What is required:
From the Little Johnny Jet article, reproduce the passage between "1953 American cartoon" and "(another MGM Cartoon).", inclusive, changing "screenplay" to "script" wherever it occurs.

Extract to read:

/---

- Directed by: Tex Avery
- Written by: Heck Allen
- Produced by: Fred Quimby
- Starring: Daws Butler Colleen Collins
- Music by: Scott Bradley
- Animation by: Walter Clinton Grant Simmons Michael Lah Ray Patterson Robert Bentley
- Color process: Technicolor
- Production company: MGM cartoon studio
- Distributed by: Metro-Goldwyn-Mayer
- Release date: April 18, 1953;
- Running time: 7 minutes
- Country: United States
- Language: English

= Little Johnny Jet =

1953 American cartoon short film

Little Johnny Jet is a 1953 Metro-Goldwyn-Mayer cartoon studio cartoon short directed by Tex Avery about a "family" of airplanes. The title is a play on Little Johnny Jones. The screenplay was written by Heck Allen. The film score was composed by Scott Bradley. The film was produced by Fred Quimby. It was nominated for the Academy Award for Best Animated Short Film but lost to the Tom and Jerry short Johann Mouse (another MGM Cartoon).

==Synopsis==
The cartoon follows the story of a B-29 bomber named John (voiced by Daws Butler), who is married to a Douglas DC-3 named Mary (voiced by Colleen Collins). Despite being a veteran, he has been unable to find work lately because all the airports are looking for jets. His need for finding work increases upon learning Mary is going to have a baby, so John goes to try reenlisting in the Air Force. Unfortunately the Air Force refuses his job application, as they are looking for jets as well, which further angers him. On his way home, Junior finally arrives, (via a stork-helicopter) and so John is overcome with happiness, until it turns out that Junior is a jet as well. John loses his mind.

\---

Supplied data:

/---

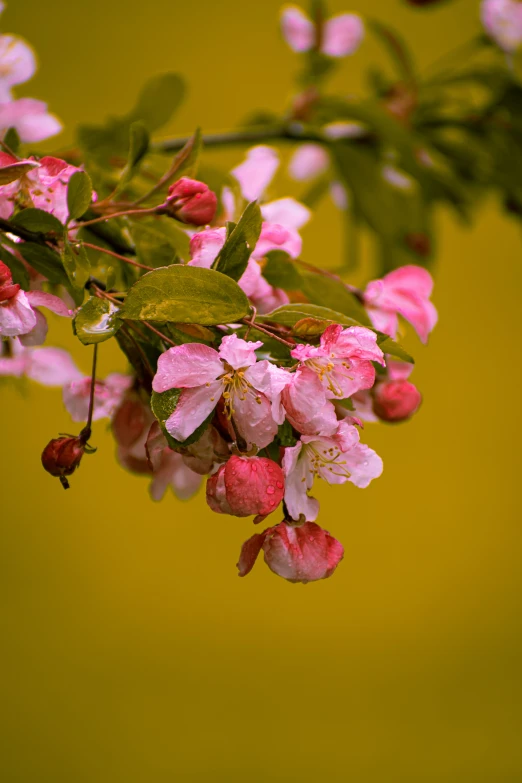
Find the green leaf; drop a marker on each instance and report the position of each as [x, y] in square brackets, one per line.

\---

Response to this task:
1953 American cartoon short film

Little Johnny Jet is a 1953 Metro-Goldwyn-Mayer cartoon studio cartoon short directed by Tex Avery about a "family" of airplanes. The title is a play on Little Johnny Jones. The script was written by Heck Allen. The film score was composed by Scott Bradley. The film was produced by Fred Quimby. It was nominated for the Academy Award for Best Animated Short Film but lost to the Tom and Jerry short Johann Mouse (another MGM Cartoon).